Within the entries below, the lines from the one with "Question. Locate the dry" through the one with "Question. Locate the cat's paw" are to be set down exactly, both ends kept.

[Data to examine — start]

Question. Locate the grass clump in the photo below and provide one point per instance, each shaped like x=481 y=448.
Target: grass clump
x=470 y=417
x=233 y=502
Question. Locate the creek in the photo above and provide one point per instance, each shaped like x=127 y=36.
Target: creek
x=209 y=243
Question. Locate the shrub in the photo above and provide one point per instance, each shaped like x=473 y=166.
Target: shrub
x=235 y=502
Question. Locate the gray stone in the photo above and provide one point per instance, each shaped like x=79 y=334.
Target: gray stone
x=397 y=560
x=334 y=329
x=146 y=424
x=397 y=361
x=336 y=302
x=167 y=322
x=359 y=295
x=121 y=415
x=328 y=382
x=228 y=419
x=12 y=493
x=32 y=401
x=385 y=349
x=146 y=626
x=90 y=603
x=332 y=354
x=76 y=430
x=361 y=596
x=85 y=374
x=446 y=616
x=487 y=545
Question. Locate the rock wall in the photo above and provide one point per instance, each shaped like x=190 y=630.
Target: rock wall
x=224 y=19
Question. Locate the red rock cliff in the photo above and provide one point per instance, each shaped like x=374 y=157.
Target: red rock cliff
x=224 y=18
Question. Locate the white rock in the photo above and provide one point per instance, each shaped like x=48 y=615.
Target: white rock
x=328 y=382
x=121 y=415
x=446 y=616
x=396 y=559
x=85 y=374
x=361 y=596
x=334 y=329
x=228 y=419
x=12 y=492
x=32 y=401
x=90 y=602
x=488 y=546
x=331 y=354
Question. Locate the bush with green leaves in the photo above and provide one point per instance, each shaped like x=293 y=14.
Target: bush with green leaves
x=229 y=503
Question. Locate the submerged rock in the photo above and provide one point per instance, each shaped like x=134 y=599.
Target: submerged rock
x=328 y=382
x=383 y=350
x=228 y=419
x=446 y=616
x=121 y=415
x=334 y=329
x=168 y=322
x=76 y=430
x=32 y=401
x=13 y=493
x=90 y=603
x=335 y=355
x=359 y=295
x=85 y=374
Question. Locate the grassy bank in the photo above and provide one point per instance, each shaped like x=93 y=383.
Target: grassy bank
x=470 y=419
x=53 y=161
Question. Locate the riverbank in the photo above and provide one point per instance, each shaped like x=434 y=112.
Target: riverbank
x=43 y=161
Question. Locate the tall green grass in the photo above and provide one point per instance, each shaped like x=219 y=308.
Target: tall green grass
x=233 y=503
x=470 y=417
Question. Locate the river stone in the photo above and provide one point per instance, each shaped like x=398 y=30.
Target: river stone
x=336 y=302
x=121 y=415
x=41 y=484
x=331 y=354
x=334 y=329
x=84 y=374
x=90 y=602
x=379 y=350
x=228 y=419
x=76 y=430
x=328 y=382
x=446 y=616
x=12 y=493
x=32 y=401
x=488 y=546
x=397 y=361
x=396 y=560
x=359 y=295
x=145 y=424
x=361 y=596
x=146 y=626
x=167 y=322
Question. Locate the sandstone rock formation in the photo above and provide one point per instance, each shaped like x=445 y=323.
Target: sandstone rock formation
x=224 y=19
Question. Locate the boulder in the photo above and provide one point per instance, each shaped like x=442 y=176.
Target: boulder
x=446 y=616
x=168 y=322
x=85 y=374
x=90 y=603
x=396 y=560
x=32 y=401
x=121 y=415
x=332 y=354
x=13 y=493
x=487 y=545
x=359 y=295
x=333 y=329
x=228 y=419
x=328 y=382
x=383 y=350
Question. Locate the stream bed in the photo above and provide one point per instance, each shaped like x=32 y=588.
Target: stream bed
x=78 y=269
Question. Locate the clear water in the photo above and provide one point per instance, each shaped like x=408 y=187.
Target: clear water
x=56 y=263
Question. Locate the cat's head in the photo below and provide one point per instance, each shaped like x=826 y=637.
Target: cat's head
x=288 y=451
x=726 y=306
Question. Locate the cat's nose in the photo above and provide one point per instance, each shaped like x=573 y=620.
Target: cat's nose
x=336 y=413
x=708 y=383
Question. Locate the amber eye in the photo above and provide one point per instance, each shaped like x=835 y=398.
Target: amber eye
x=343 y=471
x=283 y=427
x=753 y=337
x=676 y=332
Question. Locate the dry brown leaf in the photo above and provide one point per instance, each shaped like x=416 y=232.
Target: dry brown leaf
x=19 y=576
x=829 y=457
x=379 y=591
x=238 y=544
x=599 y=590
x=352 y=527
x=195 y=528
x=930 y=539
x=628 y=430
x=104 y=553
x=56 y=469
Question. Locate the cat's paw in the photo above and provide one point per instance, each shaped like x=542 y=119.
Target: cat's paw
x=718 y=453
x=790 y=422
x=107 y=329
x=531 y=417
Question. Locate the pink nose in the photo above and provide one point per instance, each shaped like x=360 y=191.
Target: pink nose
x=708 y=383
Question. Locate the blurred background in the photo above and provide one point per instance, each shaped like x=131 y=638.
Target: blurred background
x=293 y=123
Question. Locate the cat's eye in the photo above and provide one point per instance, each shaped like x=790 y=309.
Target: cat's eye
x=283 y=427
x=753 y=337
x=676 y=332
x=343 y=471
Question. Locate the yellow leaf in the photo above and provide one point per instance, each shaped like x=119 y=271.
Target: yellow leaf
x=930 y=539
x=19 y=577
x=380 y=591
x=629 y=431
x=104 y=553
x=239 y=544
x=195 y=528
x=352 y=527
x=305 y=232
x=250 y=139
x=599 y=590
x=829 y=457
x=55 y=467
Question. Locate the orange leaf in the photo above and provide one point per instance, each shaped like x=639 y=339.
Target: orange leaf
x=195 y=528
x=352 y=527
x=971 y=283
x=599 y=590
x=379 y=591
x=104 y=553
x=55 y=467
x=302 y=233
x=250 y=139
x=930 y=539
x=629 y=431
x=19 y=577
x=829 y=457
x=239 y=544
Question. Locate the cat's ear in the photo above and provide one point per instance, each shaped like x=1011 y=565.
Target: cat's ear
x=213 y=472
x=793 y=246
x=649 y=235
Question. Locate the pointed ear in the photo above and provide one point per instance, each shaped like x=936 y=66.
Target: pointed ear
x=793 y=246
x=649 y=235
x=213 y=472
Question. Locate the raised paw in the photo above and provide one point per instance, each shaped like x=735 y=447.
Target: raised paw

[Data to examine — finish]

● **Finished exercise**:
Question. Locate the dry brown leaf in the photo above and provide one point per instance, each shaped like x=416 y=232.
Target: dry brown leaf
x=19 y=576
x=829 y=457
x=379 y=591
x=238 y=544
x=599 y=590
x=352 y=527
x=195 y=528
x=930 y=539
x=628 y=430
x=104 y=553
x=56 y=469
Question. Locate the cat's paw in the photo above and provide one point per instance, each shaped like x=542 y=119.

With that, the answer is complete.